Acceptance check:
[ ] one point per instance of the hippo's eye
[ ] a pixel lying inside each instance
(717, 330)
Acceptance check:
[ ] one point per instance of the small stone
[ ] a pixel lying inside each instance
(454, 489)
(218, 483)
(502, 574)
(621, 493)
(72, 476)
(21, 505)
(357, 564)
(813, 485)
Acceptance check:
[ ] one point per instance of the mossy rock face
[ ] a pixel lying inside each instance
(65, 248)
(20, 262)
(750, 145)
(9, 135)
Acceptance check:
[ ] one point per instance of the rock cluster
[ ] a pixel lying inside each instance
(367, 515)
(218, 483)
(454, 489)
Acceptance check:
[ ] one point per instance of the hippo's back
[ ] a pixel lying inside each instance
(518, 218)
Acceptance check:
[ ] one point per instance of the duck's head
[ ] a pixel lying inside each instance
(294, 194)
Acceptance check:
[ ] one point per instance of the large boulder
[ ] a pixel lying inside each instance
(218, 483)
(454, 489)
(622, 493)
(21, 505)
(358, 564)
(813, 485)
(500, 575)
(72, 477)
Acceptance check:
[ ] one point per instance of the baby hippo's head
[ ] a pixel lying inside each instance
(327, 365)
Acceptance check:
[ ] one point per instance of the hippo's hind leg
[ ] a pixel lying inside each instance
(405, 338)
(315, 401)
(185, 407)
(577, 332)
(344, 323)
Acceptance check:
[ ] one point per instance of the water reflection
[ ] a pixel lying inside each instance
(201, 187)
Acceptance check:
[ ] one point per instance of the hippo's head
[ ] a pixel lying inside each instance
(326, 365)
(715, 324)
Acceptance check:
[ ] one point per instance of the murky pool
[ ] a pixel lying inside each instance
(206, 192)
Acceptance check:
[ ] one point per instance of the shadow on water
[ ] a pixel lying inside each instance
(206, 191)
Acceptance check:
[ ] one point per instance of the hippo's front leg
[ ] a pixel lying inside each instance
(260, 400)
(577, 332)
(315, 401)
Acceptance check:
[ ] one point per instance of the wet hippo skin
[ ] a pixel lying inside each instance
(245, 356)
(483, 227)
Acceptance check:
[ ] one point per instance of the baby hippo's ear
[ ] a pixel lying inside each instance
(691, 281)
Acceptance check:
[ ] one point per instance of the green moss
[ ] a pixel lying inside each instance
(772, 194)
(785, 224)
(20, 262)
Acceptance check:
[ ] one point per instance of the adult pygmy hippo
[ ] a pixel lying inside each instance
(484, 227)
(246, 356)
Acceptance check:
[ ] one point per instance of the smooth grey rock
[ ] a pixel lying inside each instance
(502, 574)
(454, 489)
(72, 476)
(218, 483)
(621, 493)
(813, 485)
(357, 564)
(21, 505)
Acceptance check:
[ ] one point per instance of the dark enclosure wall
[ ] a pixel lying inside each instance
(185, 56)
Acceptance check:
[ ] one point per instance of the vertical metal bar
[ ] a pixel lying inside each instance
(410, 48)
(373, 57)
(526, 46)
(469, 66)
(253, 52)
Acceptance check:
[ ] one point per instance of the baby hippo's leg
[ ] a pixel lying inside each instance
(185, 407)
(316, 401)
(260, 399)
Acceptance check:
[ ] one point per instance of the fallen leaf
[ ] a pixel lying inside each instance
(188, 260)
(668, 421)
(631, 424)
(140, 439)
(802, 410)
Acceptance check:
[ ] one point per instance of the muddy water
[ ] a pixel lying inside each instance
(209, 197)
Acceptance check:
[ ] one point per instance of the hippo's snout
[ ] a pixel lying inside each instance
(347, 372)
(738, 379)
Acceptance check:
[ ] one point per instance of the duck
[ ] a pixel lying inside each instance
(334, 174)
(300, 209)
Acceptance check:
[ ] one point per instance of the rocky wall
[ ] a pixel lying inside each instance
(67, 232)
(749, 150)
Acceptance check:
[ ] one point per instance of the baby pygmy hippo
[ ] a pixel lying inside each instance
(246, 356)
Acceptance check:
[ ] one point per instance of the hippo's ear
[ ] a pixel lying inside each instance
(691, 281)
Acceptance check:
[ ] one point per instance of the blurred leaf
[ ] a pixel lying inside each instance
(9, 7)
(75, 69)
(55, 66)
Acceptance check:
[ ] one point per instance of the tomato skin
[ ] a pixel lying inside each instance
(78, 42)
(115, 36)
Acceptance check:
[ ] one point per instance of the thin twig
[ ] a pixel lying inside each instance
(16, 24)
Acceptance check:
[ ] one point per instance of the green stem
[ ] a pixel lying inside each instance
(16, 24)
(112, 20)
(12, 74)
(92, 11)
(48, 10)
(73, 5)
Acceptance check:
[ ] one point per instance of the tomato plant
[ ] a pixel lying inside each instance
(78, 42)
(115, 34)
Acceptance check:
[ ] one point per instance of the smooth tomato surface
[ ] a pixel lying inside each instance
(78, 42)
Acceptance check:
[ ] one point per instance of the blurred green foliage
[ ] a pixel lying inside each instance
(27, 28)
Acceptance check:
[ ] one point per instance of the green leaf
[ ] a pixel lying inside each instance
-*-*-
The answer must contain only the lines from the one with "[ ] one point per instance of the thin twig" to the end of the entries above, each written out exactly.

→ **RESULT OF THE TASK**:
[ ] one point per instance of the thin twig
[ ] a pixel lying inside each instance
(16, 24)
Acceptance check:
[ ] one point per instance of the green stem
[ ] a pixel lying inside each instance
(16, 24)
(112, 20)
(12, 74)
(92, 11)
(48, 10)
(73, 5)
Acceptance check:
[ ] one point per instance of the tomato plant
[ ] a pixel lying inside each instance
(78, 42)
(115, 34)
Acceptance check:
[ ] one point per instance of the smooth tomato surface
[ ] a pixel lying inside each instance
(78, 42)
Acceptance check:
[ ] one point per instance of the blurred green foliage
[ ] a pixel lying inside each instance
(27, 28)
Acceptance check:
[ ] one point per instance of the green leaf
[ ] a pixel lying inside each instance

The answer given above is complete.